● INSTRUCTIONS FOR THE TASK
Rewrite every line of the records below as a JSON list of strings, one string per line, skipping blank lines and leaving out the pictures.

———

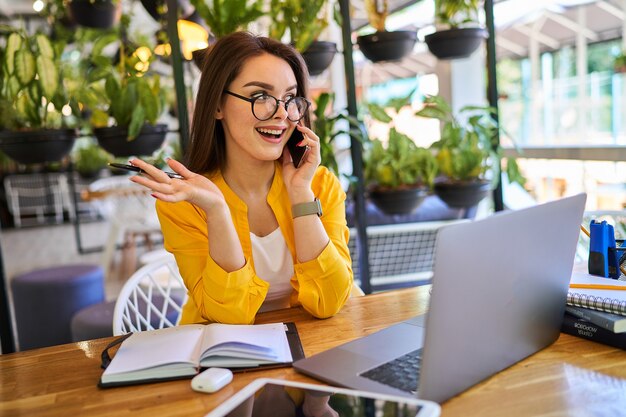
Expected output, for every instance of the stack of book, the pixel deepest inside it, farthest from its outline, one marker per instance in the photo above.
(596, 310)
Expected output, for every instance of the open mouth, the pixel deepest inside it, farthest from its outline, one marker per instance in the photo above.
(272, 134)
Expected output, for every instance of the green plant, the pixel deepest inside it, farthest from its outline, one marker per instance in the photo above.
(228, 16)
(455, 13)
(619, 63)
(467, 149)
(33, 93)
(305, 20)
(377, 12)
(401, 163)
(128, 92)
(324, 124)
(88, 157)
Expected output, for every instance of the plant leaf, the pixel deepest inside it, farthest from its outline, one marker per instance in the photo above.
(25, 67)
(136, 122)
(44, 46)
(48, 76)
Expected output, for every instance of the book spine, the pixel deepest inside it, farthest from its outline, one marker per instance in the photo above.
(591, 316)
(597, 303)
(587, 330)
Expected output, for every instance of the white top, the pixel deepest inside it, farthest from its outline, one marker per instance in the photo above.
(273, 263)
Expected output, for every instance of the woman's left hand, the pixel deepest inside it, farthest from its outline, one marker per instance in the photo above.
(299, 179)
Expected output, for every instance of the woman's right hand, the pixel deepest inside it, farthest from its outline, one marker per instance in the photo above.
(193, 188)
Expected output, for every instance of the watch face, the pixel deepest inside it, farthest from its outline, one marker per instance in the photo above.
(305, 209)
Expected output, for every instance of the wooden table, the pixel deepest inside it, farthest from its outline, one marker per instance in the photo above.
(573, 377)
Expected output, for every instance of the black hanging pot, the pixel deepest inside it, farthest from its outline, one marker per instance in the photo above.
(37, 146)
(319, 55)
(393, 201)
(455, 43)
(99, 14)
(387, 46)
(115, 140)
(462, 194)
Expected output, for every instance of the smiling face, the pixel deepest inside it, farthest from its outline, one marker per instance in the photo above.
(249, 140)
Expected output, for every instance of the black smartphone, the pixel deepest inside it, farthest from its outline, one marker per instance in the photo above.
(133, 168)
(297, 152)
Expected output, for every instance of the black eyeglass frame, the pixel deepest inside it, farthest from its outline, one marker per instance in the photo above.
(278, 101)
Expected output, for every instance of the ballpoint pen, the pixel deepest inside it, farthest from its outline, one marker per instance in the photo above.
(621, 268)
(598, 286)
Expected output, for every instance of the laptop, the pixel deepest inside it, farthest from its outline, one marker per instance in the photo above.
(498, 295)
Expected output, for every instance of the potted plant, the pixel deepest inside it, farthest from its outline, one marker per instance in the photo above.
(130, 100)
(99, 14)
(468, 161)
(89, 158)
(224, 17)
(398, 174)
(459, 32)
(324, 124)
(304, 21)
(36, 122)
(383, 45)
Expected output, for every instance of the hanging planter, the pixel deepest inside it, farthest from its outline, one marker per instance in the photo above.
(115, 140)
(456, 42)
(387, 46)
(99, 14)
(37, 146)
(398, 200)
(462, 194)
(319, 55)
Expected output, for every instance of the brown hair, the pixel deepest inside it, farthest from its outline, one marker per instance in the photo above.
(221, 65)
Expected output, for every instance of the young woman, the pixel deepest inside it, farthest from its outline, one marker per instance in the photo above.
(245, 225)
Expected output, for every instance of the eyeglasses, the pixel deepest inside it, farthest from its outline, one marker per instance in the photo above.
(264, 106)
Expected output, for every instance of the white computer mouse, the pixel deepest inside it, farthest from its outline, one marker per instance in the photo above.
(211, 380)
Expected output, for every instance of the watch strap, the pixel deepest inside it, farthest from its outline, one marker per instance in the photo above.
(305, 209)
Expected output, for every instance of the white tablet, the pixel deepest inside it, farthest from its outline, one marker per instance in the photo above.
(274, 397)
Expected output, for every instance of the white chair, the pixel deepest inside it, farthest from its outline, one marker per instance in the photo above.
(400, 255)
(152, 298)
(130, 211)
(40, 195)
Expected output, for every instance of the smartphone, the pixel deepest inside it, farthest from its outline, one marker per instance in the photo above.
(297, 152)
(133, 168)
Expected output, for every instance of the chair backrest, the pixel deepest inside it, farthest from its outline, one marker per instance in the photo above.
(38, 194)
(128, 207)
(152, 298)
(400, 255)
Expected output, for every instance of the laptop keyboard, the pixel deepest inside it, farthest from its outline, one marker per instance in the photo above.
(400, 373)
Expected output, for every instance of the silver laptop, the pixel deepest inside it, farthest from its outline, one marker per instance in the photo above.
(498, 296)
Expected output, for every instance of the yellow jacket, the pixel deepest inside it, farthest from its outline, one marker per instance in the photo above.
(321, 285)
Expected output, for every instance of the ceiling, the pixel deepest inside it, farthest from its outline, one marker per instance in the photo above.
(553, 23)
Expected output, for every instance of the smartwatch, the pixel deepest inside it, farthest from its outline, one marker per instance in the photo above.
(305, 209)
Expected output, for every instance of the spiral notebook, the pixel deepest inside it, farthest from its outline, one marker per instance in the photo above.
(610, 300)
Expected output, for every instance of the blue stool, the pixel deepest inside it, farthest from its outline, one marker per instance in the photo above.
(93, 322)
(45, 300)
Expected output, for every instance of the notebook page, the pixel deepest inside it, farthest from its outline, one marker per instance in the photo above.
(148, 349)
(264, 341)
(613, 301)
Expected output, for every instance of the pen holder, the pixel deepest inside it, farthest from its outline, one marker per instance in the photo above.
(604, 254)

———

● ANSWER IN FULL
[
  "Expected output, for every instance of the stack of book, the pixel deepest inside it, farthest from its outline, one marker per instance in the photo above.",
  "(596, 310)",
  "Expected output, for every instance of the open mouth, the pixel deepest inside it, farthest from its outline, one marker per instance in the photo above.",
  "(272, 134)",
  "Expected output, for every instance of the green plant, the pixel deepest inside it, farthest from its outline, one marker per instance in the photo above.",
  "(228, 16)",
  "(455, 13)",
  "(619, 63)",
  "(467, 149)",
  "(33, 93)",
  "(305, 20)",
  "(377, 12)",
  "(401, 163)",
  "(128, 92)",
  "(324, 124)",
  "(88, 157)",
  "Expected output, for every instance of the plant leaf, the pixel deepest inside it, farthest from its outline, one marker per instance in the photo above.",
  "(25, 67)",
  "(136, 122)",
  "(44, 46)",
  "(48, 76)",
  "Expected output, for every instance of the book spine, the pixel deepest inside it, farthest from its outline, one marker per instance in the photo above.",
  "(591, 316)",
  "(597, 303)",
  "(587, 330)",
  "Expected output, for every instance of the white top, the pixel deepest inside it, farthest from its outline, one marker per instance in the photo above.",
  "(273, 263)",
  "Expected output, for every instance of the woman's left hand, the pixel deepest inside it, farthest from its outline, one marker per instance in the photo above.",
  "(299, 179)",
  "Expected output, for every instance of the woman's right hand, the pixel deepest inside it, farthest from its outline, one marker per instance in the photo above.",
  "(193, 188)",
  "Expected output, for every instance of the watch face, the pixel deepest inside it, farthest from its outline, one marker per instance in the photo above.",
  "(305, 209)",
  "Expected output, for every instance of the wooden table, the pixel deepest inside it, farthest from its outline, one marker per instance in the photo above.",
  "(573, 377)",
  "Expected output, for every instance of the black hanging pot, the pixel deepest inside it, farthest from its outline, one marker per instance in the photo above.",
  "(37, 146)",
  "(319, 55)",
  "(393, 201)",
  "(455, 43)",
  "(99, 14)",
  "(387, 46)",
  "(115, 140)",
  "(462, 194)",
  "Expected output, for every instance of the smiling face, the pixel deepest inside it, farthest from its outline, one marker per instance in the photo above.",
  "(249, 140)",
  "Expected output, for every instance of the black smartphone, the pixel deepest inside it, farthest from its outline, one marker per instance in the photo above.",
  "(133, 168)",
  "(297, 152)",
  "Expected output, for every instance of the black eyeglass frame, the pixel deepest inside it, farthest from its outline, one marker per instance in the photo above.",
  "(278, 101)",
  "Expected output, for every instance of the ballpoint pen, the pixel deepest inside it, farthest from its outline, one marker per instance in the photo above.",
  "(621, 268)",
  "(598, 286)",
  "Expected output, for every instance of the laptop, the pixel deepest inside it, farthest from its outline, one marker per instance in the photo above.",
  "(498, 295)",
  "Expected output, for every instance of the potted plant, the pixel deepest inside it, farthest from its outline, one marker per instance in the photo above.",
  "(130, 100)",
  "(99, 14)",
  "(468, 161)",
  "(89, 158)",
  "(224, 17)",
  "(398, 174)",
  "(459, 32)",
  "(324, 124)",
  "(304, 21)",
  "(36, 122)",
  "(383, 45)",
  "Expected output, for every instance of the hanging planter, the pixel deepest inside it, farthest from its outline, one marker per instance in the photo above.",
  "(115, 140)",
  "(456, 42)",
  "(387, 46)",
  "(99, 14)",
  "(37, 146)",
  "(398, 200)",
  "(462, 194)",
  "(319, 55)",
  "Expected output, for every instance of the brown hair, the pixel deepest inside it, farthest from its outline, one marker per instance in the photo above.",
  "(221, 65)",
  "Expected output, for every instance of the young woman, the pixel deepest inside it, farthest from its outline, one marker per instance in the photo above.",
  "(245, 225)",
  "Expected output, for every instance of the eyeglasses, the pixel deepest inside it, farthest from its outline, one marker per instance in the photo above.",
  "(264, 106)",
  "Expected output, for every instance of the white computer mouse, the pixel deepest inside it, farthest from its outline, one marker per instance in the photo above.",
  "(211, 380)",
  "Expected output, for every instance of the watch strap, the pixel deepest inside it, farthest from its outline, one marker per instance in the photo above.",
  "(305, 209)",
  "Expected output, for every instance of the white tablet, the pixel deepest inside it, farthest from its outline, one marker per instance in the photo above.",
  "(274, 397)",
  "Expected output, for every instance of the white chair, the pixel deepest inside it, farthest from its outline, one marker per instance in the photo above.",
  "(400, 255)",
  "(152, 298)",
  "(130, 211)",
  "(40, 195)",
  "Expected output, for every instance of the smartphone, the pixel deepest inside it, farthest from its outline, one marker per instance in the photo above.",
  "(297, 152)",
  "(133, 168)",
  "Expected output, for every instance of the chair backrest, the pixel deepest inside it, farthest from its outline, one marker per instance in the photo above.",
  "(38, 194)",
  "(128, 207)",
  "(152, 298)",
  "(400, 255)",
  "Expected output, for every instance of the laptop keyboard, the pixel deepest inside it, farthest from its outline, one marker per instance in the photo above.",
  "(400, 373)",
  "Expected output, for every instance of the silver laptop, the pixel deepest inside it, farthest from its outline, one marker per instance in the photo above.",
  "(498, 296)",
  "Expected output, for every instance of the yellow jacket, the pixel deepest inside it, farthest from its outline, one marker per instance in the photo above.",
  "(321, 285)",
  "Expected output, for every instance of the ceiling, the pixel deepest inside it, farthest from its outline, one marker per instance in the photo above.",
  "(553, 23)",
  "Expected output, for every instance of the smartwatch, the pixel deepest inside it, farthest from its outline, one marker per instance in the photo above.",
  "(305, 209)",
  "Expected output, for every instance of the spiral notebook, the pixel deepest inside it, farthest from its outline, one marker per instance in the photo above.",
  "(610, 300)",
  "Expected output, for every instance of the blue stool, the pixel deepest inside it, farthest from its outline, one marker per instance in the photo above.",
  "(93, 322)",
  "(45, 300)",
  "Expected output, for every instance of the notebook page, the pixel deepest inside it, farthest from its outline, one marker per instance in the photo above.",
  "(148, 349)",
  "(264, 341)",
  "(613, 301)",
  "Expected output, for every instance of the pen holder, the pixel deepest inside it, farthest from its outline, one marker per instance in the photo above.",
  "(604, 254)"
]